Your career switch came right swiftly, didn’t it?

Clarence: My wife called me. She said she had quit her job. I said, “What?” And she said, “God spoke to me, and we’re going to open up an urgent care.”

What drew you to American Family Care, Latrice?

Latrice: AFC allows you to connect with the community the way you want to connect. Especially at the height of the pandemic, we were giving free services to people who needed it.

How has the response been?

Latrice: We’re a Black family, and people ask us, “How in the world were you able to do this?” To be in a position to tell people who think they can’t do it that they can do it if they save and invest their money wisely—that helps the community.

Image Credit: BELYAEVA TATYANA | Shutterstock

Why Pet Care Is Booming…

It’s estimated that 70 percent of American households own a pet, so the segment has always been strong. But when much of America got sent home in early 2020, tails really started wagging.

In short, families added even more pets. All those dogs need food and supplies. They need veterinary care. They need groomers. And as they’re hitting adolescence now, they also need trainers and caretakers.

“We’ve had 30 years of year-over-year growth, and the pet industry has had 30 years of year-over-year growth,” says Chris Rowland, CEO of Pet Supplies Plus. “The past two years have been significantly better. We’ve seen stores that have been open 25 years that were flat to slightly positive in revenue jump up significantly, with double-digit comps.”

Related: This Pet-Care Company Did for Litter Boxes What Steve Jobs Did for Cell Phones. Now, It's on a Mission to Become the Apple of Its Industry.

- **Exercise details**:
Extend the article on urgent care and pet care businesses past its final line. The material that comes next has no connection to the article.

- **Data provided**:
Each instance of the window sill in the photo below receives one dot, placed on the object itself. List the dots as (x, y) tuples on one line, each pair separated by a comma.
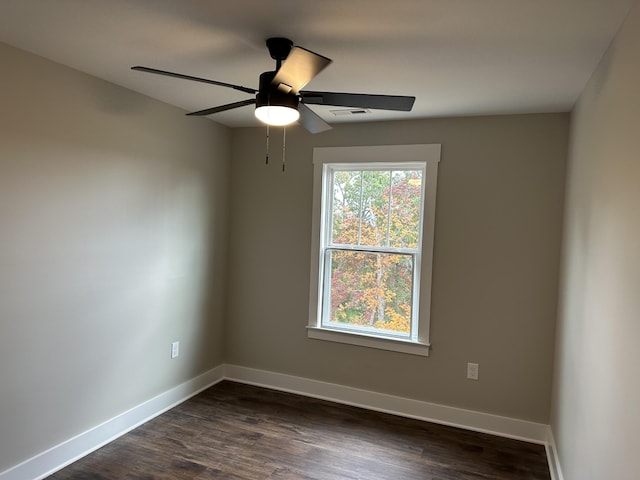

- **Expected answer**:
Dogs have driven the category the most — there’s a reason the phrase “pandemic puppy” became popular. But people in the industry say that growth extends far beyond Fido.

“What we’ve seen and heard from franchisors in this space is that as folks have been sheltering in place, there are fewer entertainment options and connections with others, so pets are naturally a way to have loving and compassionate interaction with another being,” says Edith Wiseman with Frandata, which does franchise market research and consulting. “Even in the bird-watching subcategory, there’s increased demand. It’s another activity that can be safely done at home.”

But while some of that may have been expected, this influx of pets is having some more surprising effects, too. For example, many pet owners reevaluated their own lives during the pandemic —­ and decided they wanted to enter the pet care industry themselves. That has helped drive a surge of franchisee interest in Pet Supplies Plus, says Rowland. The brand now has more than 580 locations, with nearly 100 opening in 2021.

Also, as the shifting economy wreaked havoc on young people’s career plans and older people’s existing careers, many looked to franchising as a viable route they could take together. Corporate refugees ready for a change felt excited to work for themselves and build a business that they could pass down to their children, while the younger entrepreneurs saw a way to control their own destinies going forward.

“The son or daughter went off to college, and they’re probably in their initial job, and maybe they weren’t following their passion and told their parents, and the parents had a nest egg,” he says. “By store number two, it’s a 50-50 relationship going forward. That’s really cool, to see that multigenerational aspect coming into the business.”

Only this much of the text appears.